__PAGE TEXT__
*** Begin section ***

Marcus Scott ’11 translates, edits, and proofreads general and technical documents from Chinese, Japanese, and Spanish into English. The subject matter runs from patents, medicine, and engineering to architecture, contracts, video games, among others.
What have you enjoyed most about your career?
“I most enjoy being able to use my major (Chinese) and minor (Japanese) in my work, applying all that I learned in school and while abroad in China to translate challenging yet interesting documents on a variety of subject matters. It makes the 5 years I spent studying foreign languages fell all the more worthwhile, and I feel so happy that I chose the path I did.”
How did Carthage prepare you?
“The approach to studying and learning taken by the Japanese and Chinese programs at Carthage taught me that I wasn’t just learning a language; it was also about appreciating the cultural nuances found deep within even the most simple of etymologies. Believe it or not, translating from both a linguistic and cultural perspective often made translating easier and the resulting English more fluid and natural.”
Tips for current Carthage students:
“Go for more than just studying in class and doing assignments; yes, your professors and teachers are trained to enhance your understanding and knowledge, but in order to really make use of what you’re to be taught, it’s always a good idea to seek extra knowledge and use what you learned. The Chinese and Japanese programs at Carthage drilled this into my head. All my Chinese and Japanese teachers encouraged me, all of their students, really, to use all that we learned to converse, write, and express opinions in the languages we were studying. It encouraged me to go the extra five miles and learn more than I originally thought possible.”

*** End section ***

__DATASET__
*** Begin section ***

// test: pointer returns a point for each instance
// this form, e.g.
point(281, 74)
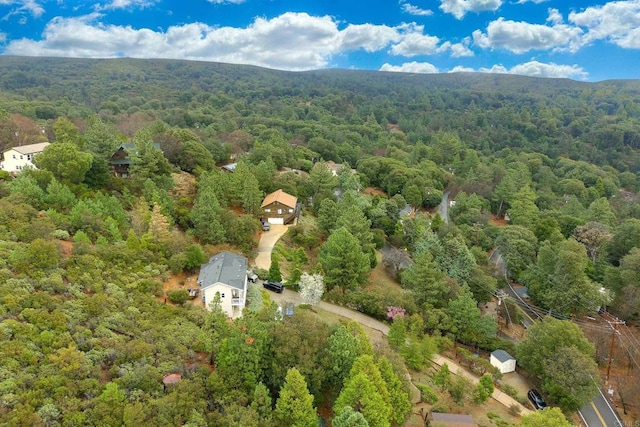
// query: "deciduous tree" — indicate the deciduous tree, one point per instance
point(311, 288)
point(65, 161)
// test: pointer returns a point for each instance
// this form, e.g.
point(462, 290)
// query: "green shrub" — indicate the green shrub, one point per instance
point(178, 296)
point(177, 262)
point(255, 301)
point(440, 407)
point(60, 234)
point(515, 409)
point(510, 390)
point(427, 394)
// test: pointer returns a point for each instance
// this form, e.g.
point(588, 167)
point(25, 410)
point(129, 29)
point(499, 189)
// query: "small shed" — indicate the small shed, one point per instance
point(450, 420)
point(503, 361)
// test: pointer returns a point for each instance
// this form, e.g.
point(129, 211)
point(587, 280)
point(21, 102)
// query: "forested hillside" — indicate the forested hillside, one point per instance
point(546, 172)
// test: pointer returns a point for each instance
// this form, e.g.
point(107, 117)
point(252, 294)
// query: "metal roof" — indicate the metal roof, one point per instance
point(502, 356)
point(225, 267)
point(31, 148)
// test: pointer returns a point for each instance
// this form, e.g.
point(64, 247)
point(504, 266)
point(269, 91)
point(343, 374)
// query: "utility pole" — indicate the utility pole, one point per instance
point(614, 325)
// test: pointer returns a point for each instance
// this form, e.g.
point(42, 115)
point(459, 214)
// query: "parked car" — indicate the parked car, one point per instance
point(251, 276)
point(288, 309)
point(536, 399)
point(273, 286)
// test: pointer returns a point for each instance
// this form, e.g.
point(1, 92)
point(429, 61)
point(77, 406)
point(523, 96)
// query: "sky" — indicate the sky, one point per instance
point(587, 40)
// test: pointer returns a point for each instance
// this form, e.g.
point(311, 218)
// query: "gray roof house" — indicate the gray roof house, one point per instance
point(503, 361)
point(225, 277)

*** End section ***

__WHAT TO DO__
(1) In the profile of Marcus Scott, which languages does he translate from into English?
(2) Write the next part of the Marcus Scott profile, following on from its last paragraph.

__TASK RESPONSES__
(1) Chinese, Japanese, and Spanish.

(2)
Favorite Carthage memories:
“One of my favorite memories involves one of my first translation projects. One of Professor Yang’s associates needed assistance with translating technical documents into Chinese, and offered the task to the students in Advanced Chinese. I decided to take on the job, and Professor Yang had faith in my skills, which helped me to face it head on. I used everything she had taught me, everything that I had learned throughout my four years at Carthage and my semester in China, and was successfully able to complete the assignment, which I was told sounded so accurate that associate’s clients were surprised a non-native speaker translated it. The success of that was in large part due to Professor Yang, the way she taught us and encouraged us. That experience convinced me that I was meant to be a translator, and for all intents and purposes, it changed my career path for the better. Without Professor Yang’s faith, teaching, and cultural sharing, I would have never become what I am now: a satisfied entrepreneur making his money and mark in the world using the languages he loves. I will always be grateful to her for that experience, and to all my Chinese and Japanese teachers for teaching me what allowed me to become the effective translator I am today.”